● **REQUIREMENT**: Print these rows back word for word, leaving out the pictures.
[start EXERCISE INPUTS]
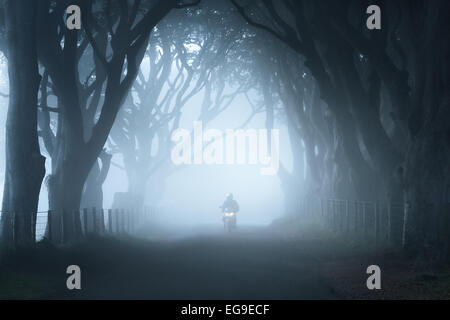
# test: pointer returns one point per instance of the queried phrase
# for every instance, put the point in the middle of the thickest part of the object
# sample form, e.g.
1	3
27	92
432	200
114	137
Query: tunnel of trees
[end EXERCISE INPUTS]
● **RESULT BELOW**:
# test: pointer returns one point per instance of the queried phrase
# for every instance, put the point in the middle of the thickest part of the object
# sample form, e.g.
1	3
27	92
432	200
114	137
Query: tunnel of trees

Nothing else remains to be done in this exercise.